What this task involves |
Please put every line of the listing below into a Markdown table with two columns, No. and Text, giving each line its own numbered row and leaving out any blank lines.

Data lines |
►
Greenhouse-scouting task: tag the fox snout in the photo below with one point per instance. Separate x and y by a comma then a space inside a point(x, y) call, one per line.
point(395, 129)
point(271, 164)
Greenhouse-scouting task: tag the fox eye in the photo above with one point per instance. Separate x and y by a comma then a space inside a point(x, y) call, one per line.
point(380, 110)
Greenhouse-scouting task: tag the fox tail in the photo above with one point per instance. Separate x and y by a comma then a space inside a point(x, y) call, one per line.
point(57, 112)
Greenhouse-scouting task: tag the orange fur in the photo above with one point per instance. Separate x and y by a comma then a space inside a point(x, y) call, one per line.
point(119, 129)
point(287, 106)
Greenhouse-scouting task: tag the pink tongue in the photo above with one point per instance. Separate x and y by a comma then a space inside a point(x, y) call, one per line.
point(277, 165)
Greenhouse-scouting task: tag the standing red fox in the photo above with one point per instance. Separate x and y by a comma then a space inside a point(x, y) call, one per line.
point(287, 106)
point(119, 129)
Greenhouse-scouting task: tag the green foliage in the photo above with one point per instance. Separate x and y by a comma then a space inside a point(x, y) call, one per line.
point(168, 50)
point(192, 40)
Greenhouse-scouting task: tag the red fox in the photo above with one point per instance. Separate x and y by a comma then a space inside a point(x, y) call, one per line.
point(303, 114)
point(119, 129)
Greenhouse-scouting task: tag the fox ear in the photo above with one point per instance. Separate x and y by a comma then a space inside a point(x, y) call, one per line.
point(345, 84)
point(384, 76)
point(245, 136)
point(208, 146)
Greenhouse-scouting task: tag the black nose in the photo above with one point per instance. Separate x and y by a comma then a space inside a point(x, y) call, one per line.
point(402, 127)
◄
Exercise result |
| No. | Text |
|---|---|
| 1 | Greenhouse-scouting task: tag the fox snout in the photo below with one point per instance. Separate x and y by a comma then a space inside a point(x, y) call, one per line. |
| 2 | point(395, 129) |
| 3 | point(271, 164) |
| 4 | Greenhouse-scouting task: tag the fox eye in the photo above with one point per instance. Separate x and y by a comma then a space inside a point(x, y) call, one per line. |
| 5 | point(380, 110) |
| 6 | Greenhouse-scouting task: tag the fox tail in the photo above with one point per instance. Separate x and y by a comma then a space inside a point(x, y) call, one per line. |
| 7 | point(57, 112) |
| 8 | Greenhouse-scouting task: tag the orange fur in the photo above with one point per instance. Separate x and y by a comma then a space inside a point(x, y) call, one per line. |
| 9 | point(119, 129) |
| 10 | point(287, 106) |
| 11 | Greenhouse-scouting task: tag the pink tongue in the photo above with one point per instance. Separate x and y by a comma then a space inside a point(x, y) call, one per line. |
| 12 | point(277, 165) |
| 13 | Greenhouse-scouting task: tag the standing red fox in the photo above with one point per instance. Separate x and y by a comma then a space inside a point(x, y) call, one per line. |
| 14 | point(287, 106) |
| 15 | point(119, 129) |
| 16 | Greenhouse-scouting task: tag the green foliage in the photo above with one point per instance. Separate x and y by a comma then a space inside a point(x, y) call, one per line. |
| 17 | point(168, 50) |
| 18 | point(192, 40) |
| 19 | Greenhouse-scouting task: tag the red fox in the photo above with one point per instance. Separate x and y by a comma then a space inside a point(x, y) call, one per line. |
| 20 | point(303, 114) |
| 21 | point(119, 129) |
| 22 | Greenhouse-scouting task: tag the fox ear in the photo above with one point per instance. Separate x and y by a comma then a space inside a point(x, y) call, one per line. |
| 23 | point(345, 84) |
| 24 | point(384, 76) |
| 25 | point(245, 136) |
| 26 | point(208, 146) |
| 27 | Greenhouse-scouting task: tag the black nose in the photo above with one point per instance. Separate x and y by a comma then a space inside a point(x, y) call, one per line. |
| 28 | point(402, 127) |